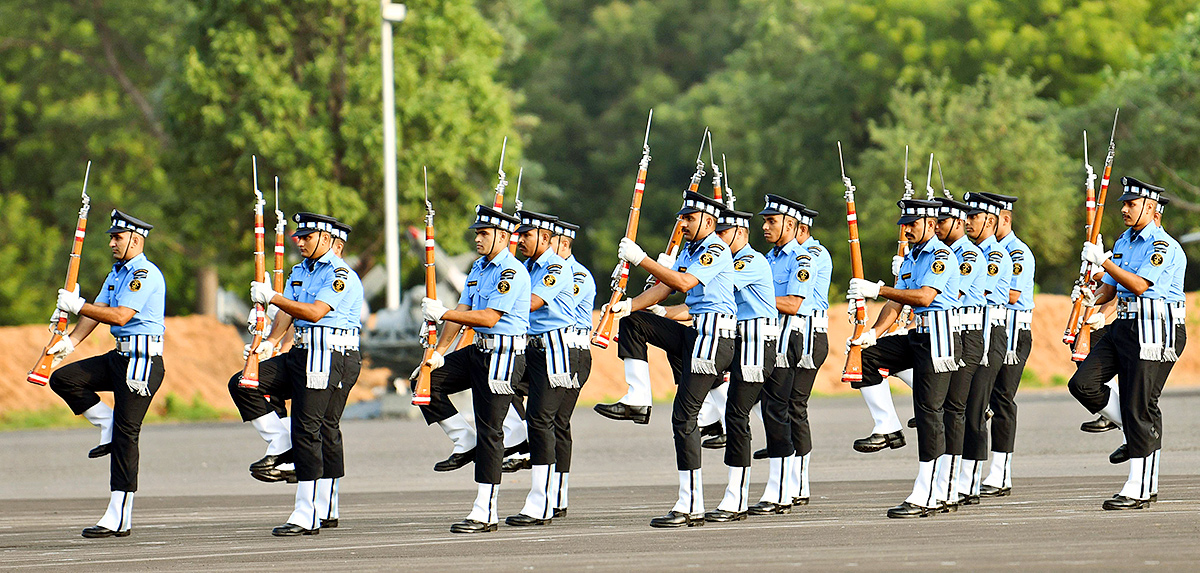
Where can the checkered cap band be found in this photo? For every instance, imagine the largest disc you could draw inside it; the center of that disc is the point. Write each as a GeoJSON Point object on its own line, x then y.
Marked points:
{"type": "Point", "coordinates": [126, 224]}
{"type": "Point", "coordinates": [733, 221]}
{"type": "Point", "coordinates": [772, 205]}
{"type": "Point", "coordinates": [702, 206]}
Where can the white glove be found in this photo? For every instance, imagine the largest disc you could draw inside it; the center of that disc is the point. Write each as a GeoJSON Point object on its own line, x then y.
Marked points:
{"type": "Point", "coordinates": [60, 350]}
{"type": "Point", "coordinates": [630, 252]}
{"type": "Point", "coordinates": [432, 309]}
{"type": "Point", "coordinates": [1095, 253]}
{"type": "Point", "coordinates": [262, 293]}
{"type": "Point", "coordinates": [264, 350]}
{"type": "Point", "coordinates": [666, 260]}
{"type": "Point", "coordinates": [619, 311]}
{"type": "Point", "coordinates": [862, 288]}
{"type": "Point", "coordinates": [70, 301]}
{"type": "Point", "coordinates": [865, 339]}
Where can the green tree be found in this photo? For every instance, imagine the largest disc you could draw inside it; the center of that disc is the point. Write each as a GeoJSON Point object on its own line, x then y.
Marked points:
{"type": "Point", "coordinates": [994, 136]}
{"type": "Point", "coordinates": [299, 84]}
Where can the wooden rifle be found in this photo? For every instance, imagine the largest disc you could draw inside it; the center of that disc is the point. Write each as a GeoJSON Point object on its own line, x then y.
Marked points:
{"type": "Point", "coordinates": [41, 372]}
{"type": "Point", "coordinates": [1078, 319]}
{"type": "Point", "coordinates": [853, 368]}
{"type": "Point", "coordinates": [250, 373]}
{"type": "Point", "coordinates": [601, 336]}
{"type": "Point", "coordinates": [430, 341]}
{"type": "Point", "coordinates": [672, 249]}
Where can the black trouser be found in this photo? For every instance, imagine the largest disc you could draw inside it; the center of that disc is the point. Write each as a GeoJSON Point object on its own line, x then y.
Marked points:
{"type": "Point", "coordinates": [333, 453]}
{"type": "Point", "coordinates": [77, 385]}
{"type": "Point", "coordinates": [737, 406]}
{"type": "Point", "coordinates": [802, 388]}
{"type": "Point", "coordinates": [275, 378]}
{"type": "Point", "coordinates": [971, 342]}
{"type": "Point", "coordinates": [912, 350]}
{"type": "Point", "coordinates": [642, 329]}
{"type": "Point", "coordinates": [467, 368]}
{"type": "Point", "coordinates": [1003, 396]}
{"type": "Point", "coordinates": [545, 403]}
{"type": "Point", "coordinates": [777, 396]}
{"type": "Point", "coordinates": [1139, 381]}
{"type": "Point", "coordinates": [581, 365]}
{"type": "Point", "coordinates": [975, 435]}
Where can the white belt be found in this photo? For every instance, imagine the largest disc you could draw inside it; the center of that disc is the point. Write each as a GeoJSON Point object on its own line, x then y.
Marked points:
{"type": "Point", "coordinates": [125, 344]}
{"type": "Point", "coordinates": [489, 342]}
{"type": "Point", "coordinates": [340, 339]}
{"type": "Point", "coordinates": [970, 318]}
{"type": "Point", "coordinates": [820, 320]}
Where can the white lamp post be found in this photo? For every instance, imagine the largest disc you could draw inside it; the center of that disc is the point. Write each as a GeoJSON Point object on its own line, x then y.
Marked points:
{"type": "Point", "coordinates": [390, 13]}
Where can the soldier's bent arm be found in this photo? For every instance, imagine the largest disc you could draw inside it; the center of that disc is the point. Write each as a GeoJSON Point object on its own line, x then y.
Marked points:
{"type": "Point", "coordinates": [913, 297]}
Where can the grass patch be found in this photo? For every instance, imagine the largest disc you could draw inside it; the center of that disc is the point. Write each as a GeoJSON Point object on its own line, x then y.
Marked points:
{"type": "Point", "coordinates": [171, 409]}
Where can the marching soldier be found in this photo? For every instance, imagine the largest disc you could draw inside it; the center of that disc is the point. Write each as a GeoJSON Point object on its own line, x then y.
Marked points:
{"type": "Point", "coordinates": [323, 301]}
{"type": "Point", "coordinates": [1141, 283]}
{"type": "Point", "coordinates": [547, 374]}
{"type": "Point", "coordinates": [982, 219]}
{"type": "Point", "coordinates": [1020, 339]}
{"type": "Point", "coordinates": [757, 333]}
{"type": "Point", "coordinates": [585, 293]}
{"type": "Point", "coordinates": [929, 284]}
{"type": "Point", "coordinates": [970, 324]}
{"type": "Point", "coordinates": [780, 227]}
{"type": "Point", "coordinates": [131, 302]}
{"type": "Point", "coordinates": [699, 353]}
{"type": "Point", "coordinates": [496, 303]}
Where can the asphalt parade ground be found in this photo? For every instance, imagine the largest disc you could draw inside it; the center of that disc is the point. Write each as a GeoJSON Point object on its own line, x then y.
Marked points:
{"type": "Point", "coordinates": [198, 510]}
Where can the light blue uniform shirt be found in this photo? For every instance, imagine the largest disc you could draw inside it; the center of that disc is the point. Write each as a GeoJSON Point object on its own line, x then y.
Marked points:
{"type": "Point", "coordinates": [814, 272]}
{"type": "Point", "coordinates": [971, 272]}
{"type": "Point", "coordinates": [1150, 255]}
{"type": "Point", "coordinates": [931, 264]}
{"type": "Point", "coordinates": [785, 269]}
{"type": "Point", "coordinates": [585, 291]}
{"type": "Point", "coordinates": [1023, 271]}
{"type": "Point", "coordinates": [1000, 272]}
{"type": "Point", "coordinates": [328, 279]}
{"type": "Point", "coordinates": [711, 263]}
{"type": "Point", "coordinates": [753, 285]}
{"type": "Point", "coordinates": [550, 277]}
{"type": "Point", "coordinates": [136, 284]}
{"type": "Point", "coordinates": [501, 284]}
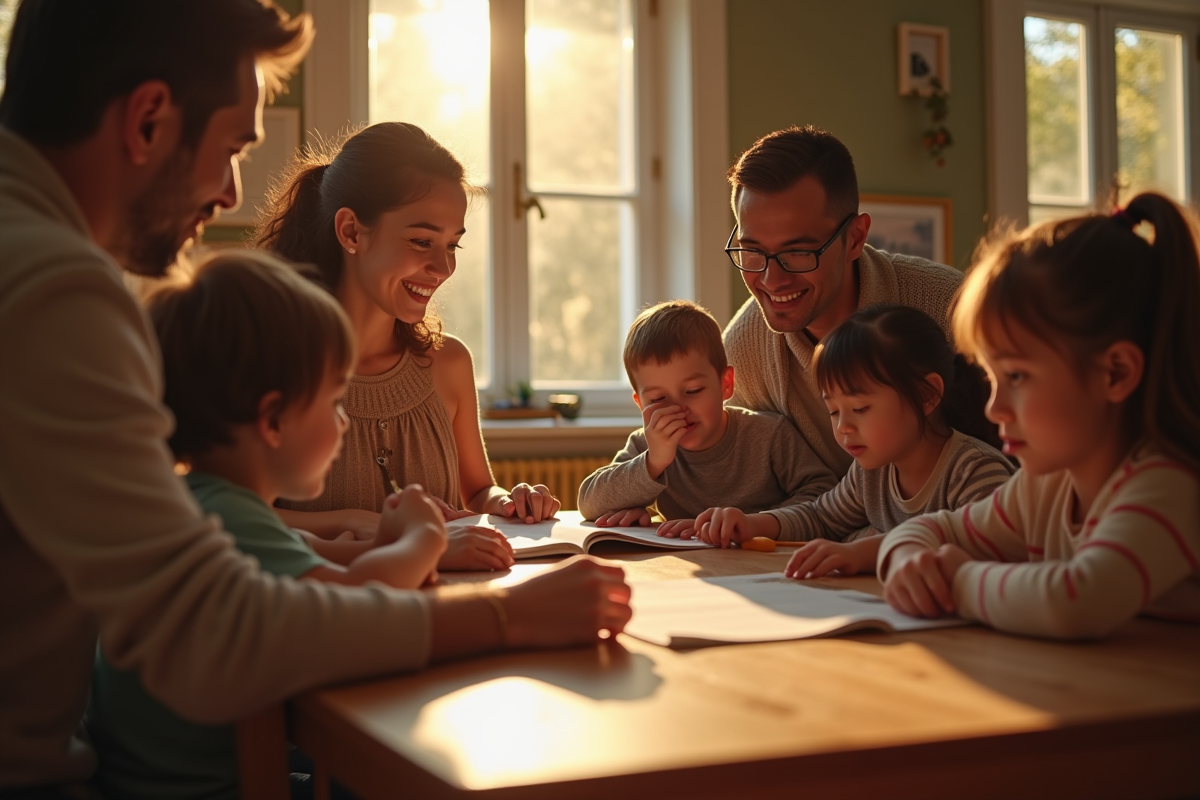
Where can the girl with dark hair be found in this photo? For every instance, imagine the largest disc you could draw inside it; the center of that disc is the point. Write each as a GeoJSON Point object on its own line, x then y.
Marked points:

::::

▸ **To be done**
Make an exact copy of the data above, pictures excluded.

▸ **Response to the exercise**
Where can the checkered cap band be found in this photo? For every instance, imagine the largest disc you could draw inside it; the center of that disc is the point. Write each as a GeoJSON Point object on its own line, x then y.
Marked points:
{"type": "Point", "coordinates": [126, 224]}
{"type": "Point", "coordinates": [733, 221]}
{"type": "Point", "coordinates": [772, 205]}
{"type": "Point", "coordinates": [702, 206]}
Where can the white glove be found in this photo? For every instance, imagine the largest disc you could draw inside it; the center of that disc is the point. Write each as a GeoJSON Point object on its own line, x then y.
Marked points:
{"type": "Point", "coordinates": [60, 350]}
{"type": "Point", "coordinates": [630, 252]}
{"type": "Point", "coordinates": [432, 309]}
{"type": "Point", "coordinates": [1095, 253]}
{"type": "Point", "coordinates": [262, 293]}
{"type": "Point", "coordinates": [264, 350]}
{"type": "Point", "coordinates": [666, 260]}
{"type": "Point", "coordinates": [619, 311]}
{"type": "Point", "coordinates": [862, 288]}
{"type": "Point", "coordinates": [70, 301]}
{"type": "Point", "coordinates": [865, 339]}
Where can the green tree be found in this photo? For every instance, imagine the largest disc you could draw inside it; the center of that disc is the point. Write each as a GeoJSON Point object on its own line, x then y.
Marked points:
{"type": "Point", "coordinates": [994, 136]}
{"type": "Point", "coordinates": [299, 84]}
Where can the wooden rifle be found in this photo? For every instance, imagine the largest disc you could draw inside it; the center of that disc is the point. Write each as a GeoJSON Point object on its own line, x then y.
Marked points:
{"type": "Point", "coordinates": [41, 372]}
{"type": "Point", "coordinates": [1078, 319]}
{"type": "Point", "coordinates": [853, 368]}
{"type": "Point", "coordinates": [250, 373]}
{"type": "Point", "coordinates": [601, 336]}
{"type": "Point", "coordinates": [430, 341]}
{"type": "Point", "coordinates": [672, 249]}
Where can the black trouser be found in this photo? For every instance, imagine the largest disc you could draw inside it; the center of that disc is the point. Write each as a GeoJSON Point object on its own line, x then y.
Marked points:
{"type": "Point", "coordinates": [333, 453]}
{"type": "Point", "coordinates": [77, 385]}
{"type": "Point", "coordinates": [737, 406]}
{"type": "Point", "coordinates": [802, 388]}
{"type": "Point", "coordinates": [275, 378]}
{"type": "Point", "coordinates": [971, 342]}
{"type": "Point", "coordinates": [912, 350]}
{"type": "Point", "coordinates": [642, 329]}
{"type": "Point", "coordinates": [467, 368]}
{"type": "Point", "coordinates": [1003, 396]}
{"type": "Point", "coordinates": [545, 403]}
{"type": "Point", "coordinates": [777, 396]}
{"type": "Point", "coordinates": [1139, 381]}
{"type": "Point", "coordinates": [581, 365]}
{"type": "Point", "coordinates": [975, 435]}
Where can the white belt be found in this photo? For every instance, imagine the largest disc you could draw inside it; the center of that disc is the point. Write each as a GeoJSON Point object on its own line, x then y.
Marked points:
{"type": "Point", "coordinates": [125, 344]}
{"type": "Point", "coordinates": [489, 342]}
{"type": "Point", "coordinates": [340, 339]}
{"type": "Point", "coordinates": [970, 318]}
{"type": "Point", "coordinates": [820, 320]}
Where can the white lamp post be found in this photo? For every instance, imagine the largest disc you could draw inside it; the center of that disc is the point. Write each as a GeoJSON Point object on its own line, x then y.
Marked points:
{"type": "Point", "coordinates": [390, 13]}
Where can the soldier's bent arm be found in this photo? For every instance, imagine the largest disc you could draw inside it; the center of that disc is the point. Write each as a GeoJSON Point object on its own line, x then y.
Marked points:
{"type": "Point", "coordinates": [913, 297]}
Where can the grass patch be found in this photo? For every instance, imagine the largest disc you could draw inside it; the center of that disc is the point. Write each as a GeoJSON Point object on its own line, x then y.
Marked points:
{"type": "Point", "coordinates": [171, 409]}
Where can the marching soldier be found in this photo? For every instance, imagine the largest disc you could draw inside it; the center of that disc is the point. Write each as a GeoJSON Point object on its own line, x then y.
Marked points:
{"type": "Point", "coordinates": [323, 301]}
{"type": "Point", "coordinates": [1141, 283]}
{"type": "Point", "coordinates": [547, 374]}
{"type": "Point", "coordinates": [982, 219]}
{"type": "Point", "coordinates": [1020, 339]}
{"type": "Point", "coordinates": [757, 333]}
{"type": "Point", "coordinates": [585, 293]}
{"type": "Point", "coordinates": [929, 284]}
{"type": "Point", "coordinates": [970, 324]}
{"type": "Point", "coordinates": [780, 227]}
{"type": "Point", "coordinates": [131, 302]}
{"type": "Point", "coordinates": [699, 353]}
{"type": "Point", "coordinates": [496, 303]}
Where can the asphalt parade ground be found in this photo? For every instance, imagine the largest disc you could draw inside it; the center of that disc is the point. Write each as a GeoJSON Point object on its own line, x then y.
Marked points:
{"type": "Point", "coordinates": [198, 510]}
Where can the light blue uniform shirt be found in this photo? For every instance, imagine the largest disc you could draw inside it; the center of that disc is the point. Write each as a GeoJSON Point object on its own line, x then y.
Marked points:
{"type": "Point", "coordinates": [814, 272]}
{"type": "Point", "coordinates": [971, 272]}
{"type": "Point", "coordinates": [1150, 255]}
{"type": "Point", "coordinates": [931, 264]}
{"type": "Point", "coordinates": [785, 269]}
{"type": "Point", "coordinates": [585, 291]}
{"type": "Point", "coordinates": [1023, 271]}
{"type": "Point", "coordinates": [1000, 272]}
{"type": "Point", "coordinates": [328, 279]}
{"type": "Point", "coordinates": [711, 263]}
{"type": "Point", "coordinates": [753, 285]}
{"type": "Point", "coordinates": [550, 277]}
{"type": "Point", "coordinates": [136, 284]}
{"type": "Point", "coordinates": [501, 284]}
Where can the girl with dark hair be found in this photo? For every instance, imagine the largest disc you could draw inside it; the center of that disc is the point. Write each as a GeoJSON Point object on its own line, x then y.
Marked points:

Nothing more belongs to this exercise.